### Exercise objective
Give the entries below as a JSON list of strings, one string per line with blank lines omitted. Cover only the lines from the one containing "target: green leaf" up to and including the one containing "M474 372L474 348L466".

### Saved data entries
-- Start --

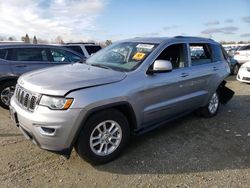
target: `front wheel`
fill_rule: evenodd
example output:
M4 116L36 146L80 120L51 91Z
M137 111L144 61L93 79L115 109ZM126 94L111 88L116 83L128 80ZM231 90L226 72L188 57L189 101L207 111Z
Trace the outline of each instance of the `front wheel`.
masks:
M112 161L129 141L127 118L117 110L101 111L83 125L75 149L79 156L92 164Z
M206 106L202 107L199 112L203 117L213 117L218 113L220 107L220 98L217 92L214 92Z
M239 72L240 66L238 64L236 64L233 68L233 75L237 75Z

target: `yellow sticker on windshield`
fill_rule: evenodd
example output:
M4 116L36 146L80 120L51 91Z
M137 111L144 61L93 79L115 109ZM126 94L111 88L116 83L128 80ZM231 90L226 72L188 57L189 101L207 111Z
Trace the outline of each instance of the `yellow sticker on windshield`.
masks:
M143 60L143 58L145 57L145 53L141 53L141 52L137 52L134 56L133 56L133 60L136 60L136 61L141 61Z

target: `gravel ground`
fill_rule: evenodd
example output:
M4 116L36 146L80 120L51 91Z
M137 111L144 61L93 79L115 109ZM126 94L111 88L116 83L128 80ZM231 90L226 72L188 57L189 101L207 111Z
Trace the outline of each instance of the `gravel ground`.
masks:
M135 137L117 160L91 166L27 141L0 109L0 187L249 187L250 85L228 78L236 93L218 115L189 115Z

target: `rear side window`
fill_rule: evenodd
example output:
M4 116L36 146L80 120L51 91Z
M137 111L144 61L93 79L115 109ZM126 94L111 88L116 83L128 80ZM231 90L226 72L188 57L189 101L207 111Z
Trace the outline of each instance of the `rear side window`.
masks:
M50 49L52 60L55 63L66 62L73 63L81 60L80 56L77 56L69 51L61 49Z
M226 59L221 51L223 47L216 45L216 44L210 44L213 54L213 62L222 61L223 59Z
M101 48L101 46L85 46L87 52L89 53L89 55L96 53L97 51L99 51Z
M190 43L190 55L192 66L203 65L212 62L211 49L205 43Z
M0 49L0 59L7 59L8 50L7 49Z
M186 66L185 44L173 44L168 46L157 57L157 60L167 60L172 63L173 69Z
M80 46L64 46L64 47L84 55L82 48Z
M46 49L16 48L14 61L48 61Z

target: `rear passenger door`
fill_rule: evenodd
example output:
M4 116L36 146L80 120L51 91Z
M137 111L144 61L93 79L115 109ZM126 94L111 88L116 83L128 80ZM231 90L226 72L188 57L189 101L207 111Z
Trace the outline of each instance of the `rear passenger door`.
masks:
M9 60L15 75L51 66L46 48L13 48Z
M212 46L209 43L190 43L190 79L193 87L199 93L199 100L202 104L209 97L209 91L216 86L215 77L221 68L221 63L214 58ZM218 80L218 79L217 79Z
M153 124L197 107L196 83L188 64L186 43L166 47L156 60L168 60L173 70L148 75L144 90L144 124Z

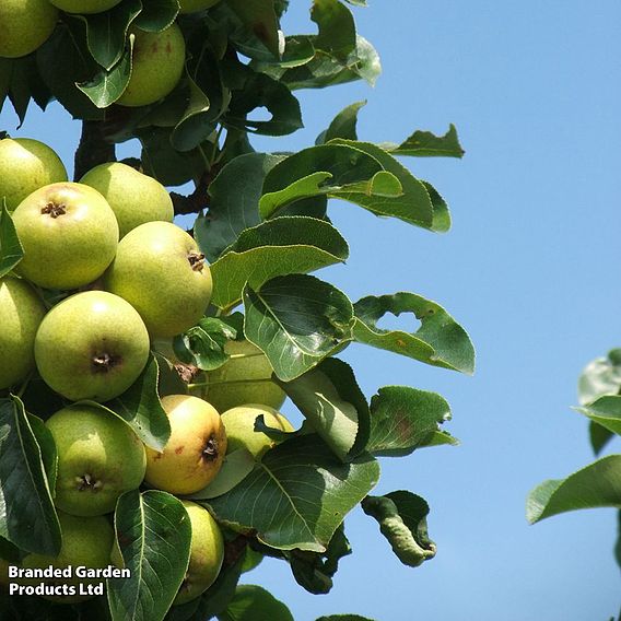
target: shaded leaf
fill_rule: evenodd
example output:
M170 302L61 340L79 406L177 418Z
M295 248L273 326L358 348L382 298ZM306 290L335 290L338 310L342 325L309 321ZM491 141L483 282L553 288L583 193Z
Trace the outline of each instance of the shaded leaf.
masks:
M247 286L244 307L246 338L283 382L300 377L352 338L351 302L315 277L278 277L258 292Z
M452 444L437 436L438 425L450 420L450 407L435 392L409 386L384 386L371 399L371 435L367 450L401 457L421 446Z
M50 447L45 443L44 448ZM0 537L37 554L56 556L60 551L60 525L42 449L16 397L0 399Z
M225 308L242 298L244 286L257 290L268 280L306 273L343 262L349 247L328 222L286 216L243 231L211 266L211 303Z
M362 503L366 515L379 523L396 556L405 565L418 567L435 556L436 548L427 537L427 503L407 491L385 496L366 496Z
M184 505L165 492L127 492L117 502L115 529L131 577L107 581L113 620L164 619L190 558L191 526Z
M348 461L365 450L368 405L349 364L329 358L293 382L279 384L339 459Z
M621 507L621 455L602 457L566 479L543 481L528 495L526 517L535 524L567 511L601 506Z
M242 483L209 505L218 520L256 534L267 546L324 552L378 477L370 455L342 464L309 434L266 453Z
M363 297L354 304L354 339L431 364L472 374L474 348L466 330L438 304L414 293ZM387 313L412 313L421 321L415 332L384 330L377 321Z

-- End --
-- Start --

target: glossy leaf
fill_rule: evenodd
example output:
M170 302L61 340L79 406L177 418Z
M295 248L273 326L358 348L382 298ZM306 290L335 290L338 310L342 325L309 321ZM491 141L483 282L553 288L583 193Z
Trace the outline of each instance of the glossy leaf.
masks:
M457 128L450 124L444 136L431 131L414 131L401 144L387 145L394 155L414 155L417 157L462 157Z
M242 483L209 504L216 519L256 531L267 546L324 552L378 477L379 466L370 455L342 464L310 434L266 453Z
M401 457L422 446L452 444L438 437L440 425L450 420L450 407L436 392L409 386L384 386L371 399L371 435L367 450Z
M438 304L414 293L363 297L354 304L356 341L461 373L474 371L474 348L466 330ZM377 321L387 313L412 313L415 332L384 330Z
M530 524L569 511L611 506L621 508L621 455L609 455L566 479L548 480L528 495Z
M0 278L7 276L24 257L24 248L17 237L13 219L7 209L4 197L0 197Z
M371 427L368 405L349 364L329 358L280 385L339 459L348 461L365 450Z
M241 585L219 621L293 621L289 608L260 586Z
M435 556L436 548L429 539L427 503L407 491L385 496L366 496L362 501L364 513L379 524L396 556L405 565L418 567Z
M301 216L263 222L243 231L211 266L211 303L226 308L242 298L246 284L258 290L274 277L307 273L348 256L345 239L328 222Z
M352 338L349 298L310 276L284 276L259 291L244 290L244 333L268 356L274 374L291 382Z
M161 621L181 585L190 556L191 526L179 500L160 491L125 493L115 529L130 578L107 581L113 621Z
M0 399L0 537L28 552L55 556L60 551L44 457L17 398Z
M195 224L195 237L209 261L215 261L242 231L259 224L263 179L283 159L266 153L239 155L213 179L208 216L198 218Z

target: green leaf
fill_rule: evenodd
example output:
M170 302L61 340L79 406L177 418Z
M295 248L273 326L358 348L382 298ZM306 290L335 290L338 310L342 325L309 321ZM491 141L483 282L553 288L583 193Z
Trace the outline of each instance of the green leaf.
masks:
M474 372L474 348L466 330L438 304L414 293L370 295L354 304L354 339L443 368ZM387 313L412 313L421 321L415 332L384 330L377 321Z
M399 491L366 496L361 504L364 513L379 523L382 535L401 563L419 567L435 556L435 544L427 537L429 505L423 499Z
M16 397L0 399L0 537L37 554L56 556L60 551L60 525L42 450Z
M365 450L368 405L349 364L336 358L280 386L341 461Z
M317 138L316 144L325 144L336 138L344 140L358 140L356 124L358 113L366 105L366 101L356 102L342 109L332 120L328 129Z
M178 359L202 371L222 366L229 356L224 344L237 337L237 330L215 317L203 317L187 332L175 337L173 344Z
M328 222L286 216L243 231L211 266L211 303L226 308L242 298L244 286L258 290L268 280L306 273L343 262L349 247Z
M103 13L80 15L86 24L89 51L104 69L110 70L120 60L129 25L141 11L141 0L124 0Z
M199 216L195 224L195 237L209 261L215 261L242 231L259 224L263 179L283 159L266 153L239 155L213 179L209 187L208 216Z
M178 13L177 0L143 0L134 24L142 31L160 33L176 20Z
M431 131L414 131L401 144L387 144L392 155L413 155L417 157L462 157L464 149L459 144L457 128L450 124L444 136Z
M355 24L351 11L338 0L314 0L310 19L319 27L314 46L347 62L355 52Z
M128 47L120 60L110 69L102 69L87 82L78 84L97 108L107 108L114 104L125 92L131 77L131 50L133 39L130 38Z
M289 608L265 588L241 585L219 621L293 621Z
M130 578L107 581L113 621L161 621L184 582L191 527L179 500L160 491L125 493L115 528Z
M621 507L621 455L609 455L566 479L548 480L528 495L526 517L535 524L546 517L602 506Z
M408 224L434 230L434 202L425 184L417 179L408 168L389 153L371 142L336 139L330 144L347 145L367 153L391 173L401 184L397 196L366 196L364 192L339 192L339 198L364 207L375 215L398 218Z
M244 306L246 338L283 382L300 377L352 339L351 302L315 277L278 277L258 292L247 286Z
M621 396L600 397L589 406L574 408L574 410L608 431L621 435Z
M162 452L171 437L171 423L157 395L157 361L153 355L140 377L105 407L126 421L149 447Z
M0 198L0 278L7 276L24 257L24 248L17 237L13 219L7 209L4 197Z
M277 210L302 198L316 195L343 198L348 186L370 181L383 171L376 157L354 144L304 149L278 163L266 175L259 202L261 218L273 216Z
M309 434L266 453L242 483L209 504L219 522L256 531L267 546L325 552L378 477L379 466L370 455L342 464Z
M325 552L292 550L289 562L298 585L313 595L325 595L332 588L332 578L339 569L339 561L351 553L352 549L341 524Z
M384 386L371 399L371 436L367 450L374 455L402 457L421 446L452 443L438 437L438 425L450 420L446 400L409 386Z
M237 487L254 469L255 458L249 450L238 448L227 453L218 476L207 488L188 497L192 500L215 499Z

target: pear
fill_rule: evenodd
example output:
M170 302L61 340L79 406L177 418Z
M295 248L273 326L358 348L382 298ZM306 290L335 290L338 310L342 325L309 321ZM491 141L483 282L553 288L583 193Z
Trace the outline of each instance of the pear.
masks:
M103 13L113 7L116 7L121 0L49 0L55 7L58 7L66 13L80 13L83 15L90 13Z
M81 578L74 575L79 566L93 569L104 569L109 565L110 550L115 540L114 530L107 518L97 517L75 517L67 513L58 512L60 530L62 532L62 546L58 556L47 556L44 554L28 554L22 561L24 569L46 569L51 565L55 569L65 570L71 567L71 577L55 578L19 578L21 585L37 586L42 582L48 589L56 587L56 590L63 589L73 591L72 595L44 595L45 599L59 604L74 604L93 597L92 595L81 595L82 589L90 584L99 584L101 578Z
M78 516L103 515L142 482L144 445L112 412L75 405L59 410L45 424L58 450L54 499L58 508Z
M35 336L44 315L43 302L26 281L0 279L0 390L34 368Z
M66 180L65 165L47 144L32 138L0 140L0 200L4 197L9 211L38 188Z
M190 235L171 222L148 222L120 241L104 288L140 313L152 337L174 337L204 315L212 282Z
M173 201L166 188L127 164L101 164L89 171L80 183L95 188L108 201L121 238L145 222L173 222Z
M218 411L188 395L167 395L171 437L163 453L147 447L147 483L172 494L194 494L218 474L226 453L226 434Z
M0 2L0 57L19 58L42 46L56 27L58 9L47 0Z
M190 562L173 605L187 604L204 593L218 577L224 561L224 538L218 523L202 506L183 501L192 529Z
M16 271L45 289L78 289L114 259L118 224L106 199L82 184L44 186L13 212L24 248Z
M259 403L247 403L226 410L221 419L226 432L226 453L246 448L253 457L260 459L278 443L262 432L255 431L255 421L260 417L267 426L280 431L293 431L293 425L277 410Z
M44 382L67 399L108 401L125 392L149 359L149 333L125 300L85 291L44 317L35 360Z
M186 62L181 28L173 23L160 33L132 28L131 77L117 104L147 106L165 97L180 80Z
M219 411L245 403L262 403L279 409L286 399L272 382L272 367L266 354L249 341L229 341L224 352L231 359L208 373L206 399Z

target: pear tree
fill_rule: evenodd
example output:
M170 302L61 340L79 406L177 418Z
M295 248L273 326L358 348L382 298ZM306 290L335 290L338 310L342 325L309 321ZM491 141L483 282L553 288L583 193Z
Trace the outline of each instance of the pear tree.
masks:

-- End --

### Correct result
[
  "target: green leaf",
  "fill_rule: evenodd",
  "example output:",
  "M170 302L61 340L79 406L177 418Z",
  "M295 248L273 326L358 348L382 298ZM306 290L335 290L338 310L342 325L309 321ZM491 141L483 282L553 288L583 193Z",
  "Trace the outline of each instance of the green leaf.",
  "masks:",
  "M474 372L474 348L466 330L438 304L414 293L370 295L354 304L354 339L443 368ZM387 313L412 313L421 321L415 332L384 330L377 321Z"
]